--- Start ---

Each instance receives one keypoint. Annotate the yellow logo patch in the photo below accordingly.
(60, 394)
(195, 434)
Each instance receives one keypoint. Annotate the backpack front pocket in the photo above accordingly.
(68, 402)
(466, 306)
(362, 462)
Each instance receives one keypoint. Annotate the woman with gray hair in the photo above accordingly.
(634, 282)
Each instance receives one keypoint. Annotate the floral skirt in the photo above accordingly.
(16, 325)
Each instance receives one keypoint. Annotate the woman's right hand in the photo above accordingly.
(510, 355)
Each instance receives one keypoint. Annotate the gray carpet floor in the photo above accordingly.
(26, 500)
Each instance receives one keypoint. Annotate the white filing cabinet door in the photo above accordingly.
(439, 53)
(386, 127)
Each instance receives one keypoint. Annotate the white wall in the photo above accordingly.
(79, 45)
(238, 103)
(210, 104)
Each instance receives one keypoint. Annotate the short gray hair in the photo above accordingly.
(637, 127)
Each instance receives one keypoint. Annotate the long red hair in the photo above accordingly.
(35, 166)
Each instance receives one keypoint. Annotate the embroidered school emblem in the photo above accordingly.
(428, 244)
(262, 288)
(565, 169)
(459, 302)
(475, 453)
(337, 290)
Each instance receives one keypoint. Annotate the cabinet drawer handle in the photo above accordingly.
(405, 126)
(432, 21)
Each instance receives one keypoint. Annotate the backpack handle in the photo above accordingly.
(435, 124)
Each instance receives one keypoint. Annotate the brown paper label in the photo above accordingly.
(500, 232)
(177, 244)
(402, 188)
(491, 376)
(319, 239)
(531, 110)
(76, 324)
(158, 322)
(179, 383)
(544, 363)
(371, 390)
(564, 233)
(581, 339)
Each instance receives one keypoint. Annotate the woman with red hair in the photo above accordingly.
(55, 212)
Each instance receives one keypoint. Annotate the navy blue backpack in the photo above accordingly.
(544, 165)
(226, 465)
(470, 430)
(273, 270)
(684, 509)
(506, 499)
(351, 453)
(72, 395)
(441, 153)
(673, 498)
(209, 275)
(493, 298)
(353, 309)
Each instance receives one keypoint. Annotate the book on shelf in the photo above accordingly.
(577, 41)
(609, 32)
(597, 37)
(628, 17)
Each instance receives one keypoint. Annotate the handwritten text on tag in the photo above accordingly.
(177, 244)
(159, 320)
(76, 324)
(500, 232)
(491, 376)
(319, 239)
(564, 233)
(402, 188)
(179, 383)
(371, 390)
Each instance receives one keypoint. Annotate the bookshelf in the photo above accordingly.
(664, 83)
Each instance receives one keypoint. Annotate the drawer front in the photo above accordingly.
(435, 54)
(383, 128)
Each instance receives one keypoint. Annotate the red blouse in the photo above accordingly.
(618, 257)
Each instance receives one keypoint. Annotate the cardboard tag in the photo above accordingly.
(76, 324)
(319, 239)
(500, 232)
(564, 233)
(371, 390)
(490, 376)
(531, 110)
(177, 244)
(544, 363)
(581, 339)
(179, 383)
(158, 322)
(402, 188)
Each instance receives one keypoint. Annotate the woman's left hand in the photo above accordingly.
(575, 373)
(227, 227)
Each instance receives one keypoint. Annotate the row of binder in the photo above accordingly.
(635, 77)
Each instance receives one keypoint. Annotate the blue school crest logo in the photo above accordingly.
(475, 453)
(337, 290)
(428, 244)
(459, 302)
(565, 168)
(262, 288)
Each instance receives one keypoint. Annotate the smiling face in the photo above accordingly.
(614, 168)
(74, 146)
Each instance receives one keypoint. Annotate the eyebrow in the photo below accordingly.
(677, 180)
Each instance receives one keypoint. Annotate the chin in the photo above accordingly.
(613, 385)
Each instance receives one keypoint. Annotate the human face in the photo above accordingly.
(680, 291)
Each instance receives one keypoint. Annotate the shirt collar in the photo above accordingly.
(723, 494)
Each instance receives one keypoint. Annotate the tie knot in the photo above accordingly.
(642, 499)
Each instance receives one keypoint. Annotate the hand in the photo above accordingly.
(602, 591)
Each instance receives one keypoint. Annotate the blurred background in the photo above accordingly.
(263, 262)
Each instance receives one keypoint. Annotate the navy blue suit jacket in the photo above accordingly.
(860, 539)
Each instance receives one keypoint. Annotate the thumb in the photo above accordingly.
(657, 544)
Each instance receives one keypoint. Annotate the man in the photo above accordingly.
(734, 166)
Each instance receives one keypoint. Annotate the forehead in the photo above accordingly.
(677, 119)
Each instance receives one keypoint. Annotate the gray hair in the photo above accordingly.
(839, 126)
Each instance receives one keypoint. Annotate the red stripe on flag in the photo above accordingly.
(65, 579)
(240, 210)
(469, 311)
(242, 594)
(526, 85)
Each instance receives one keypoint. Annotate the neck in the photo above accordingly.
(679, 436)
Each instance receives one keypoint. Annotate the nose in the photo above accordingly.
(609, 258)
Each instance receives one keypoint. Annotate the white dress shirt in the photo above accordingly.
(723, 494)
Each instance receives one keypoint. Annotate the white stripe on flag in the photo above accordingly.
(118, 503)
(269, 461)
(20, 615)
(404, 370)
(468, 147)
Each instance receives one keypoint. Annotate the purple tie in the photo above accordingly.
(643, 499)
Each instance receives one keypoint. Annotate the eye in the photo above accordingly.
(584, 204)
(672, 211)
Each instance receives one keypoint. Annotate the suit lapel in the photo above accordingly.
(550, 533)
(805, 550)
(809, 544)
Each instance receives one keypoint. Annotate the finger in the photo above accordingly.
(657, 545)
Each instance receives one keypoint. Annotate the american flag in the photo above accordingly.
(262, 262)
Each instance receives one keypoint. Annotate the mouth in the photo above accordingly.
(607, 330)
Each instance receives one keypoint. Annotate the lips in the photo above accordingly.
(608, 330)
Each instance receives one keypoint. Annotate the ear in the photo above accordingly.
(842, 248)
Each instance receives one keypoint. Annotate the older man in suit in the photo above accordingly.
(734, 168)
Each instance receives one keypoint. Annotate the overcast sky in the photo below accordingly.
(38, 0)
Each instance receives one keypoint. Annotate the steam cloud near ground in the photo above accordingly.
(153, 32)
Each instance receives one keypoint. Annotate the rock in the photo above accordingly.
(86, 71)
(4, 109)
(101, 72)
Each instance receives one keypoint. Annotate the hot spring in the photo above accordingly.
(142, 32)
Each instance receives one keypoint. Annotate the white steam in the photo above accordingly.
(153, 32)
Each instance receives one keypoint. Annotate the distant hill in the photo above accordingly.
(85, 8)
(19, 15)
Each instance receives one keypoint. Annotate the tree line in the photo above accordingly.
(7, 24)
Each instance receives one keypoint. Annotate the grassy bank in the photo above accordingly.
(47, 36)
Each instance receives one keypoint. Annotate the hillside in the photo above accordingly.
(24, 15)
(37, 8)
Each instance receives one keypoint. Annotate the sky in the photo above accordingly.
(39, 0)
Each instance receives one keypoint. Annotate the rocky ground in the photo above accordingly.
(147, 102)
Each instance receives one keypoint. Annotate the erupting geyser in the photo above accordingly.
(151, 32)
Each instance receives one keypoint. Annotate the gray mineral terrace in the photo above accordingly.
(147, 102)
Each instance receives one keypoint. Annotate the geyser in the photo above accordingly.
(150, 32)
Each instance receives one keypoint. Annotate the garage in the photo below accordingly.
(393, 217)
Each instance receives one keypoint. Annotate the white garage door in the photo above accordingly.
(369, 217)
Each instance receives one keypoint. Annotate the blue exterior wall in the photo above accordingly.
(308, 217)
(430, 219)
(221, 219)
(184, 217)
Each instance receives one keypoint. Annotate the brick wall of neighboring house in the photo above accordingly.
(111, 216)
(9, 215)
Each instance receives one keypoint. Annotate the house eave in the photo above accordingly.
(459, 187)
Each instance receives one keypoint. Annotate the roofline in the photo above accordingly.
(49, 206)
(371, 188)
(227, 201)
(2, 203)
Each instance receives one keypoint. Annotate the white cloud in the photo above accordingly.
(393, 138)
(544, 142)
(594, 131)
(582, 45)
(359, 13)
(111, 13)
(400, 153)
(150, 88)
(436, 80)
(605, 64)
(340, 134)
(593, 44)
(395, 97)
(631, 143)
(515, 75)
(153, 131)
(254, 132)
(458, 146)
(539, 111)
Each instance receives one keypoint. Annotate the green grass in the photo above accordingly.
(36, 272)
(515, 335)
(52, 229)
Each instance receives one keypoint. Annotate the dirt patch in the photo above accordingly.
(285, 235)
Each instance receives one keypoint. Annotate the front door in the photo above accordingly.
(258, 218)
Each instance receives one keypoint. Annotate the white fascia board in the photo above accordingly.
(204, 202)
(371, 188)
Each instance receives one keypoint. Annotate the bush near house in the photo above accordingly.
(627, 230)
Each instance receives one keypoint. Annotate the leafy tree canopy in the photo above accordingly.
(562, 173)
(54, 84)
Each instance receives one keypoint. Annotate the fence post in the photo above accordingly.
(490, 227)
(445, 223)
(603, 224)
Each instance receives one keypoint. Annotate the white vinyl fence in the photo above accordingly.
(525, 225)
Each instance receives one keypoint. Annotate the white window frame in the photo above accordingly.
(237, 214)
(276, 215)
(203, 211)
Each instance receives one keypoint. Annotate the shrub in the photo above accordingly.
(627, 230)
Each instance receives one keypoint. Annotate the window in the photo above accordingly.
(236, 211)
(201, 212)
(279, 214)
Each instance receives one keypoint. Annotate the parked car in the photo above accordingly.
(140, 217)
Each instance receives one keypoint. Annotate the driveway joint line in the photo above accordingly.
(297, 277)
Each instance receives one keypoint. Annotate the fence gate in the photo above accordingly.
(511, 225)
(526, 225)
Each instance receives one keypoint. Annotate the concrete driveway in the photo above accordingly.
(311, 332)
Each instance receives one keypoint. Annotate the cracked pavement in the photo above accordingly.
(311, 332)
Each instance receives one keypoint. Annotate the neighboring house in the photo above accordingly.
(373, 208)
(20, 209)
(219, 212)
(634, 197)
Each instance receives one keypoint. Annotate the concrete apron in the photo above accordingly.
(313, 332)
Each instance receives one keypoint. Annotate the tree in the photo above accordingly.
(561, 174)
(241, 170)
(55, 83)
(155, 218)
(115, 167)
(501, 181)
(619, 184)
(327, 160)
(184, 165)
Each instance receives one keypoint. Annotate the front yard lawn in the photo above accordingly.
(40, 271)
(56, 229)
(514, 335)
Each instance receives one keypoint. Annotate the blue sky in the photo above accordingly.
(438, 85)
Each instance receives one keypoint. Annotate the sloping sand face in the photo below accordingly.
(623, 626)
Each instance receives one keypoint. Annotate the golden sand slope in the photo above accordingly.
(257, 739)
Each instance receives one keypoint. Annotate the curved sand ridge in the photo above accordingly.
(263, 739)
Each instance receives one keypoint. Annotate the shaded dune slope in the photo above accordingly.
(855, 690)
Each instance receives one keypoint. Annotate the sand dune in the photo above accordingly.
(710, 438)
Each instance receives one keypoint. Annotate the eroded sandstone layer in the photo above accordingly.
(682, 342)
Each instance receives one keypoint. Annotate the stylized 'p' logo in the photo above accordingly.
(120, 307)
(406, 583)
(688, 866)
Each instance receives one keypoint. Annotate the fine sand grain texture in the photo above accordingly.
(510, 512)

--- End ---

• [PROBLEM]: Quote only the lines from the line containing "Each instance receives one keypoint. Annotate the blue sky" through the end of the entries, keeping the first and the last.

• [EXERCISE ANSWER]:
Each instance receives one keypoint. Annotate the blue sky in the photo above accordingly.
(438, 85)
Each instance receives one keypoint. Annotate the sloping sand face in the photo below accordingly.
(623, 626)
Each instance receives one keypoint. Annotate the golden sand slope in the photo above accordingly.
(257, 739)
Each instance receives one keypoint. Annotate the curved sand ridge in the photo above accordingly.
(263, 739)
Each instance receives one keypoint. Annotate the shaded dune slope in the photo above accordingly.
(855, 690)
Each instance receives one keypoint. Annotate the sand dune in the photo above accordingly.
(710, 438)
Each instance receives one keypoint. Annotate the eroded sandstone layer in the photo above accordingly.
(682, 342)
Each instance receives one keypoint. Annotate the stylized 'p' logo in the photo above accordingly.
(120, 307)
(406, 583)
(688, 866)
Each instance receives one keypoint. Annotate the fine sand grain texture in the photo above accordingly.
(510, 512)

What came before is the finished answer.